Stated task: Can you rewrite the entries from the start through the line holding "column 48, row 202", inclusive, changing "pick planner" to "grasp planner" and keeping everything else the same? Leave the pictures out of your answer.

Point-based annotation entries

=====

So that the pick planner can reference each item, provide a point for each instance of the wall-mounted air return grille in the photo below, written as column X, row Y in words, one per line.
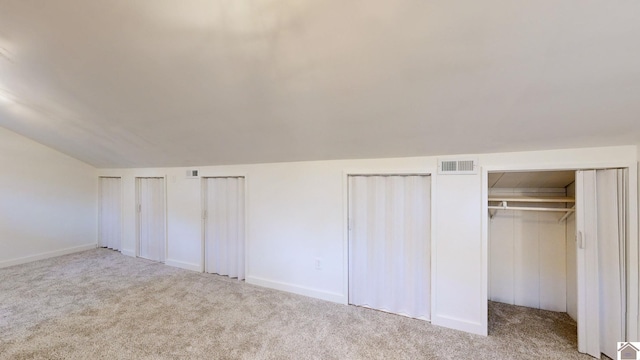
column 457, row 167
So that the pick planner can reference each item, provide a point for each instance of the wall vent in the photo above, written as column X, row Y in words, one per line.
column 193, row 174
column 457, row 167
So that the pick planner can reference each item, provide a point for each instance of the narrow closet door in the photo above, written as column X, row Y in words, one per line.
column 601, row 235
column 224, row 226
column 110, row 212
column 389, row 243
column 151, row 218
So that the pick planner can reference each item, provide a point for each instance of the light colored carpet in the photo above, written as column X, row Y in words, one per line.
column 100, row 304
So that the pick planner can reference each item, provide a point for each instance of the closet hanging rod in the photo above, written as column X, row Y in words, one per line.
column 567, row 214
column 542, row 199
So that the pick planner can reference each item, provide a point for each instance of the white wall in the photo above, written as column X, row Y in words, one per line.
column 527, row 253
column 296, row 212
column 48, row 202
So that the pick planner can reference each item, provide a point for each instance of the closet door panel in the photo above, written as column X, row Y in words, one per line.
column 526, row 282
column 501, row 257
column 552, row 263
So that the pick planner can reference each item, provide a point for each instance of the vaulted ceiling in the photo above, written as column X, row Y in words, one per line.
column 121, row 83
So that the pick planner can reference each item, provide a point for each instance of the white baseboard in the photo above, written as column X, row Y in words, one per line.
column 296, row 289
column 459, row 324
column 183, row 265
column 127, row 252
column 46, row 255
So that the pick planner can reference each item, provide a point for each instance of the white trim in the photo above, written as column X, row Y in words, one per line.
column 128, row 252
column 182, row 265
column 426, row 171
column 296, row 289
column 459, row 324
column 46, row 255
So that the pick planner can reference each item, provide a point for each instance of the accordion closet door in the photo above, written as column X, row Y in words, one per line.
column 151, row 218
column 389, row 243
column 110, row 212
column 224, row 226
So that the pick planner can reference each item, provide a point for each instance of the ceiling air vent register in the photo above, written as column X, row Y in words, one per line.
column 457, row 167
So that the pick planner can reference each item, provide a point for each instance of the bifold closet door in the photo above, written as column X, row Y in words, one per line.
column 224, row 226
column 151, row 218
column 110, row 212
column 601, row 213
column 390, row 243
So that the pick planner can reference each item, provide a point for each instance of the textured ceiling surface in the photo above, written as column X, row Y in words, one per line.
column 531, row 179
column 124, row 83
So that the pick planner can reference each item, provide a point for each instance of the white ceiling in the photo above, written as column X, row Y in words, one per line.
column 532, row 179
column 123, row 83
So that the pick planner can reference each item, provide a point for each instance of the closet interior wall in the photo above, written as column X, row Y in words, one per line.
column 530, row 253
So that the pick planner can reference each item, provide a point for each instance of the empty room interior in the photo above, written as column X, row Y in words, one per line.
column 272, row 179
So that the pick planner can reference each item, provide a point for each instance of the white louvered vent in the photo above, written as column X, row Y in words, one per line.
column 457, row 167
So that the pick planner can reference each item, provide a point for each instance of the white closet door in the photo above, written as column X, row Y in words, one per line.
column 224, row 226
column 110, row 212
column 151, row 218
column 389, row 243
column 601, row 225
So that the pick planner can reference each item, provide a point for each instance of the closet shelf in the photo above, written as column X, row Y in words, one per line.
column 504, row 204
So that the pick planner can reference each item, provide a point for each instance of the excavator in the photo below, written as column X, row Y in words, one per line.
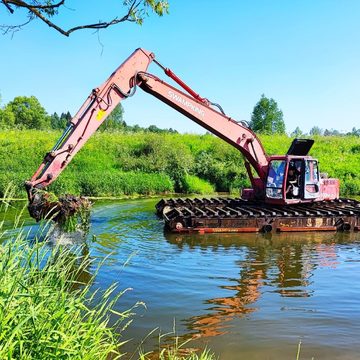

=====

Output:
So that the grasp planner can reference each item, provide a point for each instance of the wall-mounted air return grille in the photo below, written as column X, row Y in words, one per line.
column 457, row 167
So that the grasp planner can reference each item, provide a point for each instance of the wall vent in the photo above, written as column X, row Y in words, one per line.
column 193, row 174
column 457, row 167
So that the grasp planner can reference each item, provide a point for each instance of the narrow closet door in the photo above, written as column X, row Y in words, one per line.
column 601, row 235
column 224, row 226
column 110, row 212
column 389, row 243
column 151, row 218
So that the grasp planner can reference each item, provide a point for each instance of the light colored carpet in the photo above, written as column X, row Y in words, one per line.
column 100, row 304
So that the grasp planner can reference each item, provide a point for each instance of the closet hanging rod in the photo above, written as column X, row Y in words, one per line.
column 567, row 214
column 542, row 199
So that the grasp planner can reference each item, provide a point for each instance of the white wall in the photo above, written as column X, row Y in words, one per line.
column 527, row 253
column 296, row 212
column 48, row 202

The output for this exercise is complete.